→ **Records for the task**
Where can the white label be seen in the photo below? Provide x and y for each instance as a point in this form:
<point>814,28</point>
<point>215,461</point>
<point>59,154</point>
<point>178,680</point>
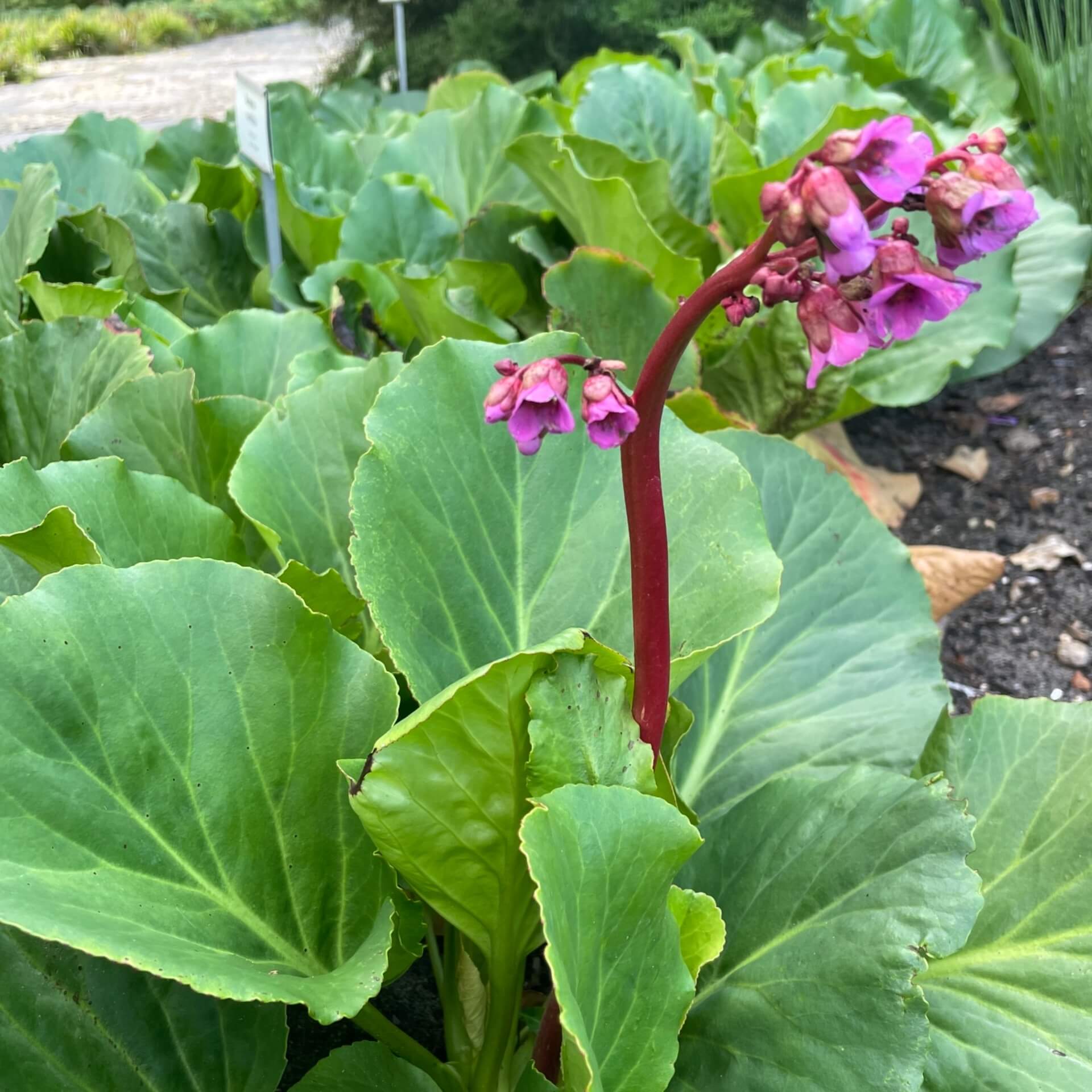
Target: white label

→ **Task description**
How many lines in the entries contain the string "point"? Reply with the count alone.

→ **Task output**
5